■ **WHAT IS ASKED**
Reproduce verbatim the lines below, from the line containing "target | person on shore" through the last line of the entries, including both of those lines.

■ **DATA LISTING**
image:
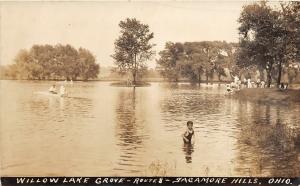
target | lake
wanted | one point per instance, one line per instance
(102, 130)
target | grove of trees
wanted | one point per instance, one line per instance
(47, 62)
(270, 38)
(193, 60)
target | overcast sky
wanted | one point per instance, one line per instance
(94, 25)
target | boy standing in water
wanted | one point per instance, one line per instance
(189, 133)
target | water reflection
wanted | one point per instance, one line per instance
(266, 144)
(107, 131)
(129, 131)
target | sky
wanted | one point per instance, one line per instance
(94, 24)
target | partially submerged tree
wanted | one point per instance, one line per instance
(193, 60)
(45, 62)
(133, 47)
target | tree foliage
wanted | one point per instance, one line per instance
(133, 47)
(269, 37)
(193, 60)
(45, 62)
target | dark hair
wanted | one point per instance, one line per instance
(189, 122)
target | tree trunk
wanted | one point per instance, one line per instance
(199, 78)
(207, 79)
(135, 70)
(269, 77)
(279, 74)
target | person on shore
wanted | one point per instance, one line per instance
(52, 89)
(188, 135)
(258, 83)
(228, 88)
(249, 84)
(262, 84)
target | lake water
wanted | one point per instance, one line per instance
(102, 130)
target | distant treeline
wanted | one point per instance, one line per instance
(47, 62)
(195, 60)
(269, 49)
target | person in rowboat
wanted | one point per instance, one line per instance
(52, 89)
(62, 91)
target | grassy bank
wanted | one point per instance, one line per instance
(125, 84)
(268, 95)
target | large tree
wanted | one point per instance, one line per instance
(133, 47)
(168, 61)
(46, 62)
(193, 60)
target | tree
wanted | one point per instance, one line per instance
(88, 68)
(193, 60)
(54, 62)
(168, 61)
(268, 37)
(133, 47)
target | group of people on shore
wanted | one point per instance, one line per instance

■ **WORKED ANSWER**
target | person on shore
wanted | one point per instance, one line per instance
(52, 89)
(188, 135)
(258, 83)
(228, 88)
(249, 84)
(262, 84)
target | lake water
wanted | one point per instance, one line per instance
(102, 130)
target | distant treeline
wanted | one point per instance, one line per instance
(47, 62)
(195, 60)
(269, 49)
target | person in rowboat
wanted | one point per instance, one line per instance
(52, 89)
(62, 91)
target | grassy bank
wanted | one point per instance, one line per instance
(125, 84)
(268, 95)
target | large tree
wanted | one point per instance, one line per instance
(133, 47)
(168, 61)
(46, 62)
(193, 60)
target | tree
wanted | one point per instance, one line per instance
(88, 68)
(193, 60)
(54, 62)
(168, 61)
(268, 37)
(133, 47)
target | group of people on shore
wanted | one point per instance, one line per instance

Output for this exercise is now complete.